#### [TASK DETAILS]
Swap "component" for "module" in the lines from the one containing "mannequin in window." through the last line, keeping everything else the same. Leave the pictures out.

#### [MATERIAL FOR THIS TASK]
------------------------------------------------

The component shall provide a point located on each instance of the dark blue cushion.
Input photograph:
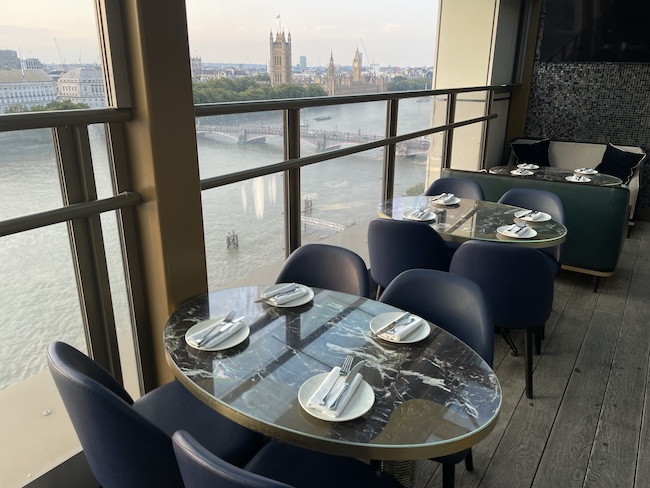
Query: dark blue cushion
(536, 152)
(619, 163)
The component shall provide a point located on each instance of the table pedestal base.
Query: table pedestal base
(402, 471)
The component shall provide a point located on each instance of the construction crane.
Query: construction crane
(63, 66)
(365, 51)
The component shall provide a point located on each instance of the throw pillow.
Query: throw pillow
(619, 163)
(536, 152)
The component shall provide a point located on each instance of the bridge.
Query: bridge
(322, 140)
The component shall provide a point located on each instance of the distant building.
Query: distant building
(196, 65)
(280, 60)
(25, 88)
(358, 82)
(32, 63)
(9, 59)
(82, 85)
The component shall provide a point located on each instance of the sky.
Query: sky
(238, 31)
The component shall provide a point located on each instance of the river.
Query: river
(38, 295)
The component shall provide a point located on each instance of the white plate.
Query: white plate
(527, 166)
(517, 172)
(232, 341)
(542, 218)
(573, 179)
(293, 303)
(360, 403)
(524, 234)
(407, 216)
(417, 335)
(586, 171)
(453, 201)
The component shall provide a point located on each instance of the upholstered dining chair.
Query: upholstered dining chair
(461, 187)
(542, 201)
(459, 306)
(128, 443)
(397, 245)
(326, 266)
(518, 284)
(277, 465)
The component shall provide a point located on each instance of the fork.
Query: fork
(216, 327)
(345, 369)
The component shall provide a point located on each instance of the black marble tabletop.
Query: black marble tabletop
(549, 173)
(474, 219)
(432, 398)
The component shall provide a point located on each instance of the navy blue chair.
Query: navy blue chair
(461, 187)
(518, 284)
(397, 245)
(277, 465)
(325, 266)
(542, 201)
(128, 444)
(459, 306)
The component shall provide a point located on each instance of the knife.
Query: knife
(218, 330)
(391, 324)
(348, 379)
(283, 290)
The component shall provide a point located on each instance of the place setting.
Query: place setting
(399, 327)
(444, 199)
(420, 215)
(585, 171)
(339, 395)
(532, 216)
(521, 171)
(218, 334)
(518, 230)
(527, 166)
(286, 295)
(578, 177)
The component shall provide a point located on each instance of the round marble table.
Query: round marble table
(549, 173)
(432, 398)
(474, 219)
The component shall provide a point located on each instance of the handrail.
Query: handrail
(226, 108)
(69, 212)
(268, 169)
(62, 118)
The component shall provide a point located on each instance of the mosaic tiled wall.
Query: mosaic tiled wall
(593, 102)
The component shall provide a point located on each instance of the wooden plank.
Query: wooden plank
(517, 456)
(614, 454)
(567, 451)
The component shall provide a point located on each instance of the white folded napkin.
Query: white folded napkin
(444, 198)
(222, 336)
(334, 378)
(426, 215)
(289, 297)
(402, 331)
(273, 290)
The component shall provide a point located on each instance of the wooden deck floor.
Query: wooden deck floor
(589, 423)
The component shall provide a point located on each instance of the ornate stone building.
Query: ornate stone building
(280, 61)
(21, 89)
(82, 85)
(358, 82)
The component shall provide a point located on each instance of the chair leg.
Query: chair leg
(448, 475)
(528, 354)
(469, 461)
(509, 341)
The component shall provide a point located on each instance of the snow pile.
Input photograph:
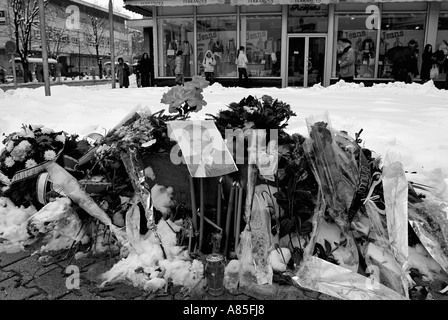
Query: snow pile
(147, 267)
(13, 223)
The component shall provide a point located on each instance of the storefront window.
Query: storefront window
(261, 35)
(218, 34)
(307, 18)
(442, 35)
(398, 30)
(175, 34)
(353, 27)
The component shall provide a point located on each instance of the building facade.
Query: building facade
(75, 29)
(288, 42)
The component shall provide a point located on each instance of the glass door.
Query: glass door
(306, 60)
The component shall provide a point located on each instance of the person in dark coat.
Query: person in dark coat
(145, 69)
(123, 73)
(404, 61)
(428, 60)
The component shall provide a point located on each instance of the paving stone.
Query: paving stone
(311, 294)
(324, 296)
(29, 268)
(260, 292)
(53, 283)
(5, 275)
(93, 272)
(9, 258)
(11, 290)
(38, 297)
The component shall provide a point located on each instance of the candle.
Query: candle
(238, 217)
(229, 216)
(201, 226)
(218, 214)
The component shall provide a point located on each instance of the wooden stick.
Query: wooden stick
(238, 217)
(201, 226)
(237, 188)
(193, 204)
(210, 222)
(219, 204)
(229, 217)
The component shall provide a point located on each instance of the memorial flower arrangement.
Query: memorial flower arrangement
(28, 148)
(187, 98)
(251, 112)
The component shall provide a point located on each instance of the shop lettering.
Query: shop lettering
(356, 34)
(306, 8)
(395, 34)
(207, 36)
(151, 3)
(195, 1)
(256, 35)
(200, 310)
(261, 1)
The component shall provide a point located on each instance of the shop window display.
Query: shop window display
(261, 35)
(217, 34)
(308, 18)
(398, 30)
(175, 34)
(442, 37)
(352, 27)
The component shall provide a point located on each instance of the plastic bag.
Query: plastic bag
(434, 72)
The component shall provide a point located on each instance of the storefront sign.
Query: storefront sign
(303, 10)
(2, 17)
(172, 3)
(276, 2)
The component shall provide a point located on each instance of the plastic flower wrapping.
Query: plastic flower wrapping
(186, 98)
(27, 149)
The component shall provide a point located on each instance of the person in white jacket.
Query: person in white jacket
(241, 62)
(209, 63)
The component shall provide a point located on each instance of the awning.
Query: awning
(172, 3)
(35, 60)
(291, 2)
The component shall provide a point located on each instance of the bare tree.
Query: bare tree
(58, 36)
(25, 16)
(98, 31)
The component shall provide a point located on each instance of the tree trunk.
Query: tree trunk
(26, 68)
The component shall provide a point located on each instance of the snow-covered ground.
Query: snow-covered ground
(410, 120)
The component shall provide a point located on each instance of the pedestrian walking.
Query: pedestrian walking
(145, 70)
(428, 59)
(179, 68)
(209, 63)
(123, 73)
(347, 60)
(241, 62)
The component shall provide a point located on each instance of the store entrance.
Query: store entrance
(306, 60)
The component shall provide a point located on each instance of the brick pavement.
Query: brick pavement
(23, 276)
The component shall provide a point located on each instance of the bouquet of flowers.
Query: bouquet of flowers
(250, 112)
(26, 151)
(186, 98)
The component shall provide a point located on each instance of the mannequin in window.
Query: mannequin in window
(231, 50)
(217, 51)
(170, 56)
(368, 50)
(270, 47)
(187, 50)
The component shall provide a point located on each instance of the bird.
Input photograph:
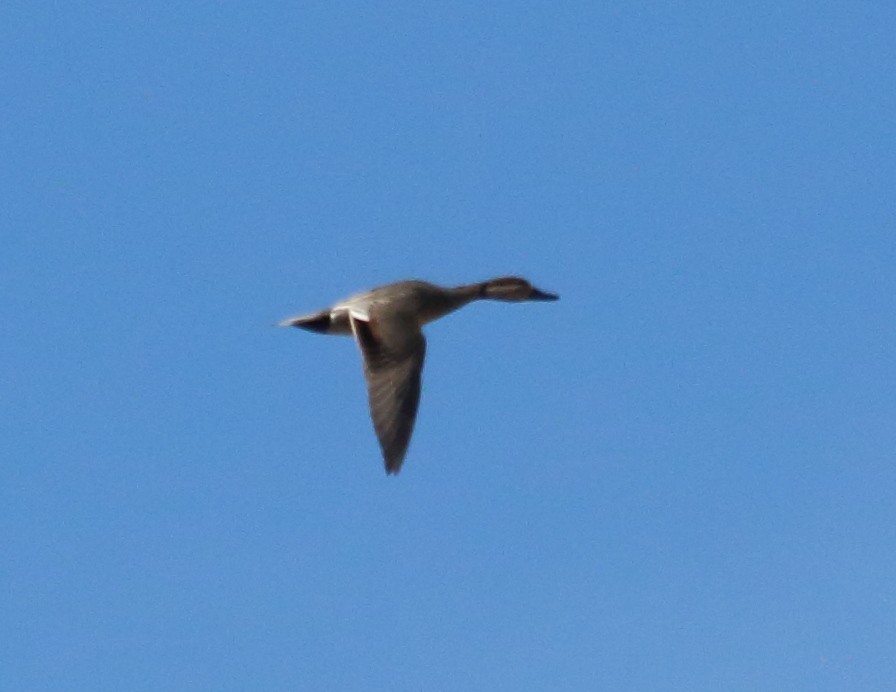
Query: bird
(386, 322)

------------------------------------------------

#### [THE ANSWER]
The module shall provide a point located on each instance of the mannequin in window.
Query: mannequin in window
(231, 50)
(217, 51)
(170, 56)
(368, 50)
(270, 47)
(187, 50)
The module shall provide a point located on each instance of the bird.
Input photograph:
Query: bird
(386, 322)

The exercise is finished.